*TEXT EXCERPT*.

## Begin

11. Feature Suggestions can be an SEO boon
We used to make customers register on community to be able to view or vote on suggestions. We now only require registration for idea submission and made our idea community indexable on search engines. This has, unsurprisingly, significantly boosted traffic. Customers can see specific ideas show up in search results and go straight to that page. This has also decreased customer support contacts where users call in or email us to tell us about an idea.
12. Not every customer idea is a good idea
We all know as community managers that what customers say and do is different. Just because they’ve posted an idea doesn’t mean they’ll use it. Your PMs should be pushing back a bit to verify how many users this suggested feature might apply to, how often it’ll be used, whether it impacts retention, etc. I’m not advocating for blind development of all customer suggestions.
13. Find out the real reason PMs aren’t implementing more ideas
I wrongly assumed that our Product team didn’t understand the value of community and set about presenting to everyone who would listen about why customers are important. Surprise, they already knew! The issue (as is often the case) was more around prioritizing customer input against dozens of other requests. Understanding what other constraints my development teams were working under helped me conclude that without accountability, nothing would change. So, now we have officially made customer ideas a field which our Product teams are measuring against in their internal score cards.
14. Build a panel of real community members to advise you
One of the best decisions I made was to immediately find the top 10 customers who were posting or replying to ideas, and create a community consultation panel. I ran all major changes by them and they were integral to the process of improving our ideas board. For example, I’d ask them “Would this template response declining a suggestion annoy you?” or “How can we manage expectations around long development times?” or “Is it annoying if we block comments?” As a matter or principle, we should always be involving real community members in our design and processes before rolling out big (or even small) changes.

## End

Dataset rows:
## Begin

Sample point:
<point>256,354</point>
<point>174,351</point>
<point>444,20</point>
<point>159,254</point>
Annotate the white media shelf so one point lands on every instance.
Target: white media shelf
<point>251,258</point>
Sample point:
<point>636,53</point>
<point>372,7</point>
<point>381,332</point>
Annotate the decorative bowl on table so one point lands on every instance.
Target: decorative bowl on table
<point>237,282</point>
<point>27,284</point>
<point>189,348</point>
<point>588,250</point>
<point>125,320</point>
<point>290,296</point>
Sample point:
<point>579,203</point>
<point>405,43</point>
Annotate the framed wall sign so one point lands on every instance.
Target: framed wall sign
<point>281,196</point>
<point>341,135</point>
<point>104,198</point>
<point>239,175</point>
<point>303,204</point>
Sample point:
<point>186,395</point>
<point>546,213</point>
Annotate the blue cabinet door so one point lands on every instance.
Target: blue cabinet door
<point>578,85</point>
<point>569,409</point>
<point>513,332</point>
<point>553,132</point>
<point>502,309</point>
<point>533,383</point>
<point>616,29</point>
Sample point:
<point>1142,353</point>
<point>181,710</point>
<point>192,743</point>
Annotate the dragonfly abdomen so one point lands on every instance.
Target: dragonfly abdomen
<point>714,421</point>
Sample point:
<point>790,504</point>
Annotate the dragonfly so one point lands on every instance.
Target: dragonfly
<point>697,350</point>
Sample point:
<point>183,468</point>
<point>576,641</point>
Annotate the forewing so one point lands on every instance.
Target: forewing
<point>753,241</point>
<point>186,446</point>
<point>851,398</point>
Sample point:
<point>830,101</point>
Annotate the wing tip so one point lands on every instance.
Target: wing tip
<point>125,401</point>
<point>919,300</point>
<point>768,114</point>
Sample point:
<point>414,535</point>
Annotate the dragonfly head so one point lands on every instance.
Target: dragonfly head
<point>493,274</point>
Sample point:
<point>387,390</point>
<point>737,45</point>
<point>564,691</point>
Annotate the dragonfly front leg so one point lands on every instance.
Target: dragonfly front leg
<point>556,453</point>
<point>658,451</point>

## End

*EXERCISE TASKS*.
1 – List every numbered section heading in the feature suggestions excerpt, with its number.
2 – Answer these questions from the feature suggestions excerpt:
(a) For which activity is registration now required?
(b) How many top customers were chosen for the community consultation panel?
(c) What did the Product teams' internal score cards officially gain as a field?
Answer from the feature suggestions excerpt alone; the listing plays no part.

*ANSWERS GIVEN*.
1 –
11. Feature Suggestions can be an SEO boon
12. Not every customer idea is a good idea
13. Find out the real reason PMs aren’t implementing more ideas
14. Build a panel of real community members to advise you

2 –
(a) Idea submission.
(b) Ten.
(c) Customer ideas.